Extract:
═══
David Reyes, CEH Superintendent of custodial operations Texas Tech University Health Sciences Center El Paso, Texas For more than 20 years I have been reporting to infection control committees (about) the community-acquired and nosocomial organisms in acute-care hospitals and we have not won the battle thus far. I believe this is due to a number of challenges including the over-usage of antibiotics and the under-usage of aseptic practices. I shudder to think how Dr. Semmelweiss would feel about our lack of handwashing. When are we, as a professional group, whether clinical or non-clinical, going to accept the fact that handwashing has saved lives? And what in the world has happened to the aseptic practices we know are right but for some unknown reason refuse to use? And yes, how about keeping our sterile products sterile to the point of use? Why do we question that artificial nails are not appropriate in direct patient care? And how about the issue of home laundering scrubs for SPD and OR? Holy buckets, if we truly believe this, then why not just wear our blue jeans into the OR suite? After all, we will have a sterile gown put over them. We will never win the battle over microorganisms until we learn that aseptic practice, handwashing and good old common sense are where it all begins!
═══
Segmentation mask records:
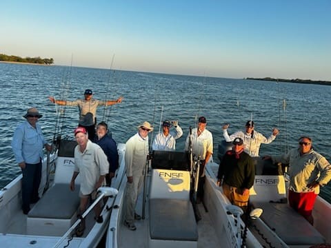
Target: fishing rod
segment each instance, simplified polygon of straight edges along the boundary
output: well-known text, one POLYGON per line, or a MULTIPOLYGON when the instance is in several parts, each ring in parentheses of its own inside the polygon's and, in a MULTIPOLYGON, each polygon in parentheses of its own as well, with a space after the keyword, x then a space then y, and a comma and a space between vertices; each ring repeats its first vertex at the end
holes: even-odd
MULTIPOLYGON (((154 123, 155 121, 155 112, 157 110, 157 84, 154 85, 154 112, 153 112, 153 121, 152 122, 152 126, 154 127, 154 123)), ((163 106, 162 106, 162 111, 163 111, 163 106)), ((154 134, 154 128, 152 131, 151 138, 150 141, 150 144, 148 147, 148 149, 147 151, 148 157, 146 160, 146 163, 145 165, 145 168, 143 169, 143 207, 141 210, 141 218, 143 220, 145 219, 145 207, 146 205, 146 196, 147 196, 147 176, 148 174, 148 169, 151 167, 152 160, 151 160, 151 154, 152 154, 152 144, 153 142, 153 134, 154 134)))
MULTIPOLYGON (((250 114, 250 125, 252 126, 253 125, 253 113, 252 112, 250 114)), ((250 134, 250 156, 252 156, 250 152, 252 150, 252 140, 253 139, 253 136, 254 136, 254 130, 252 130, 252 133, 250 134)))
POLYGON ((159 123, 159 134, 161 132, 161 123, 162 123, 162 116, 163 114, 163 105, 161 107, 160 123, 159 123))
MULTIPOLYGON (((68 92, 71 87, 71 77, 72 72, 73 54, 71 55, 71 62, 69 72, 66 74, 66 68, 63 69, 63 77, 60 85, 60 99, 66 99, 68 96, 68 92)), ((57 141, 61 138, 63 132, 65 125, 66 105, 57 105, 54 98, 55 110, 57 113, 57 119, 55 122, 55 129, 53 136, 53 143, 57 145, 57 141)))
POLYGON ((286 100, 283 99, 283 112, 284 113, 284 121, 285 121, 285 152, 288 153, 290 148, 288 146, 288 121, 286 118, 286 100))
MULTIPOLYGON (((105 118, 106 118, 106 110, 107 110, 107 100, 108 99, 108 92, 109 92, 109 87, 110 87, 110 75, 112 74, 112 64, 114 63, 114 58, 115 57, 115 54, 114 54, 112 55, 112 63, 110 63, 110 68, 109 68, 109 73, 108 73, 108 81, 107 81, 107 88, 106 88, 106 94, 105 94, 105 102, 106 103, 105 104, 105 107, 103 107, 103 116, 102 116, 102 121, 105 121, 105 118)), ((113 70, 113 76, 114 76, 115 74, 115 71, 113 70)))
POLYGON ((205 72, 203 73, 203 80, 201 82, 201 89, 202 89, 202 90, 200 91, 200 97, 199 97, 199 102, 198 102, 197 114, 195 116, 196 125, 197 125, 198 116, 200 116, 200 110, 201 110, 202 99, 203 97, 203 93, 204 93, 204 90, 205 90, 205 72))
═══
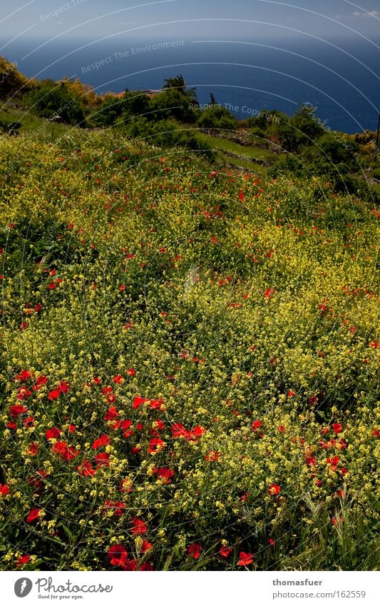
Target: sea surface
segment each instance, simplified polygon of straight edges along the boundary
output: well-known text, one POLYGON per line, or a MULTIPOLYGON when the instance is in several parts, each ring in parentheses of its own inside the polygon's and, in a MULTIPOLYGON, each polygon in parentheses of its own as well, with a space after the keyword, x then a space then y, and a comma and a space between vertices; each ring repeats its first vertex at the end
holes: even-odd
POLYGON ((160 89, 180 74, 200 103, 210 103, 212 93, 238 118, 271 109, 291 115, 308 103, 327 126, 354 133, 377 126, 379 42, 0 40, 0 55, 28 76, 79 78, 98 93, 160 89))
═══
What this task involves: In the text on infection control above, please say how long the writer has been reporting to infection control committees.

Written answer: For more than 20 years.